* EXERCISE TASK A
Rewrite the passage on study procrastination, starting with "How often do" and going on through "have to tackle?", with "phone" replaced by "computer".

* TEXT PASSAGE
-------------------------

How often do you tell yourself that you’re going to spend only five more minutes on the phone, after which you’ll get started with the chemistry lesson you have to tackle?
You’re not alone. Approximately 80 to 95 per cent of college students questioned in various surveys have confessed procrastinating on a regular basis, especially at the time of approaching deadlines for course work and assignments.
The reasons for study procrastination have been identified as primarily three. A first ground-breaking study on the topic suggests that indecision is one of the biggest culprits, especially when students feel overwhelmed. If you spend too much time worrying if you’re doing an assignment correctly, you’re likely to postpone until the last minute.
Psychology studies have identified the other two common causes of procrastination as fear of criticism and surprisingly – the thrill that some get when trying to beat the clock.
Now that you are in JC and studying H2 chemistry, you know how quickly new material can accumulate.
Regular reviews of the material after a session with your chemistry tutor help with internalising information. The sooner you do that after every lesson, the easier it will be to remember and retain key points. If you have missed that opportunity with your school tutor, that is what our chemistry tuition centre is for, text us straight away for consultaions.

-------------------------

* SUPPLIED RECORDS
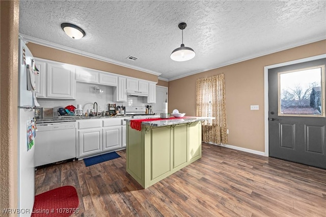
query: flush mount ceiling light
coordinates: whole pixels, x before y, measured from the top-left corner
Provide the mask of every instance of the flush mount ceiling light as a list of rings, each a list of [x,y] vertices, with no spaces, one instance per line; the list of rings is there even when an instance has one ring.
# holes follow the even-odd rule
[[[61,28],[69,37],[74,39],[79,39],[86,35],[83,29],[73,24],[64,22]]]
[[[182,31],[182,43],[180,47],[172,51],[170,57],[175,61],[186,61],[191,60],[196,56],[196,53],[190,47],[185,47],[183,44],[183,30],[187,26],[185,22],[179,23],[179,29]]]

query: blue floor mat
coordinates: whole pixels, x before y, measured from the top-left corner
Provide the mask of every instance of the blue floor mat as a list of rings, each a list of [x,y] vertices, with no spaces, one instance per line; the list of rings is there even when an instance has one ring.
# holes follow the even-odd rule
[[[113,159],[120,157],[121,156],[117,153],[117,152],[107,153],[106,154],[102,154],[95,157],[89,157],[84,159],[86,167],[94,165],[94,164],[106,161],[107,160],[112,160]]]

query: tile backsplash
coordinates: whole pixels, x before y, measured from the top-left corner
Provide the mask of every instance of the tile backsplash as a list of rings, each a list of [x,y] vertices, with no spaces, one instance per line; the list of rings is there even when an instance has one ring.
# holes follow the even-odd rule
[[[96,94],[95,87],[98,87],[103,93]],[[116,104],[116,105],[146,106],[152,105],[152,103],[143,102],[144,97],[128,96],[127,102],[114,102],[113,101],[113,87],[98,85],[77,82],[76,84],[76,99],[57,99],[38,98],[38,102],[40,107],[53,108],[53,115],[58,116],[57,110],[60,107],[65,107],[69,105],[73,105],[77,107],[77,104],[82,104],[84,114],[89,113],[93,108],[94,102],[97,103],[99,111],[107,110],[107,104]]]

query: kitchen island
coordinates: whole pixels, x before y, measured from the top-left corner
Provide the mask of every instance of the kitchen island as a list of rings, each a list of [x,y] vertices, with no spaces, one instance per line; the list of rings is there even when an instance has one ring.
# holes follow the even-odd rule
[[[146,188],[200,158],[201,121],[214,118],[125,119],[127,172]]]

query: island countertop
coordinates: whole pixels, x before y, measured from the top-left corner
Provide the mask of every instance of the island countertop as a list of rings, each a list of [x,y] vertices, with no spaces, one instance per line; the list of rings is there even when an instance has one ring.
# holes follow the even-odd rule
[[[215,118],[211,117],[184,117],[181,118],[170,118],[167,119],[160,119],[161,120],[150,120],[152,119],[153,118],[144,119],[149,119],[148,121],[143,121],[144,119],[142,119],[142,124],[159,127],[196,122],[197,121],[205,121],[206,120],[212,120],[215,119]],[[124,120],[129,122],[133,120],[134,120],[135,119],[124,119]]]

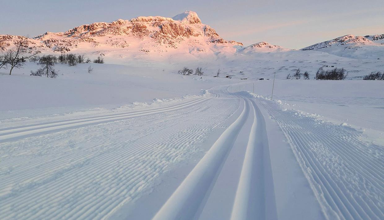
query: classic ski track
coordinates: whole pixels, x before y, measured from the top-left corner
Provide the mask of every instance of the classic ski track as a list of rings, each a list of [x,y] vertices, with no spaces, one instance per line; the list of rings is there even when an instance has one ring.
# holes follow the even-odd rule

-------------------------

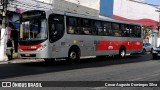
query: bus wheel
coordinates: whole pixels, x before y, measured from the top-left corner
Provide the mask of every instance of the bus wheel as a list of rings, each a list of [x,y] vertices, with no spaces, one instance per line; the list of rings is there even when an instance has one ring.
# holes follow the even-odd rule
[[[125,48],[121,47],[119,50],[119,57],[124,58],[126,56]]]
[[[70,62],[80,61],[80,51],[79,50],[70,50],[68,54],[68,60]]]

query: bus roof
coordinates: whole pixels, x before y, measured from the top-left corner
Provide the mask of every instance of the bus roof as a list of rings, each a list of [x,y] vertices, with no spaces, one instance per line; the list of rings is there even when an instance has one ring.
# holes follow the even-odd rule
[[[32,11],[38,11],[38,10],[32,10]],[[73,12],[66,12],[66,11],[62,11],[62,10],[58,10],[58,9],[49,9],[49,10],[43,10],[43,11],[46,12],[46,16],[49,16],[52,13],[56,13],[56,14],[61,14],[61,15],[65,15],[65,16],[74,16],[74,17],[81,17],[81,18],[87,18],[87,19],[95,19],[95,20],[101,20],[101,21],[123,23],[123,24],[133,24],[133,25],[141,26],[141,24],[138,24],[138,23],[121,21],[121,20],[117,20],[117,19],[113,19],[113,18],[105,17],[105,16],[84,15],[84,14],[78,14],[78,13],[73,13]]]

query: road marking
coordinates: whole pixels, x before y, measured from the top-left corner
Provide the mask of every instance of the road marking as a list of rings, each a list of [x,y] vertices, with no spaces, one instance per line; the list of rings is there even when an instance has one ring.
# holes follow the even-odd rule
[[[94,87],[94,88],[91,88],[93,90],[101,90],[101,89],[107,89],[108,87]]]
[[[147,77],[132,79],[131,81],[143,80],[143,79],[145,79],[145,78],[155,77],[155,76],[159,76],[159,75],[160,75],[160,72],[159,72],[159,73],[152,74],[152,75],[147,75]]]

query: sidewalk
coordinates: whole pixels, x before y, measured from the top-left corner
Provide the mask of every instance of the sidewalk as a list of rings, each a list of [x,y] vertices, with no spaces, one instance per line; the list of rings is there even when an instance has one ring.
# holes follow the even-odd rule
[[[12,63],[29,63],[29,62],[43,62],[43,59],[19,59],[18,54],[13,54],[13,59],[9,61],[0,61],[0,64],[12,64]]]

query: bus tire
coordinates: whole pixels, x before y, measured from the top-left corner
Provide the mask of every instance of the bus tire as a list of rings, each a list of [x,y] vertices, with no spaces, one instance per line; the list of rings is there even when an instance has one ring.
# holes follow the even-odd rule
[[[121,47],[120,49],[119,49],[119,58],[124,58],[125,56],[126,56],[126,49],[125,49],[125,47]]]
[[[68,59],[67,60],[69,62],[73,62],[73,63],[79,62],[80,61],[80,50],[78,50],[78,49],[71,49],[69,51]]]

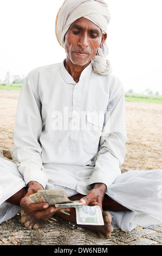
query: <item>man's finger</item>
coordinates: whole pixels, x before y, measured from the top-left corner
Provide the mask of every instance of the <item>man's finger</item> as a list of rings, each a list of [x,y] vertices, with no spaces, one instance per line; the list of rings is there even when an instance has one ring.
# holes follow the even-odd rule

-------------------------

* EXERCISE TASK B
Collect every line of the records that contains the string "marking", matching case exactly.

* COMPLETE OUTPUT A
How often do you tell yourself that you’re going to spend only five more minutes on the computer, after which you’ll get started with the chemistry lesson you have to tackle?

* COMPLETE OUTPUT B
query: road marking
Provide the mask of every instance of the road marking as a list of rings, each a list of [x,y] vertices, with no spaces, one instance per line; the list of rings is there even when an instance has one ring.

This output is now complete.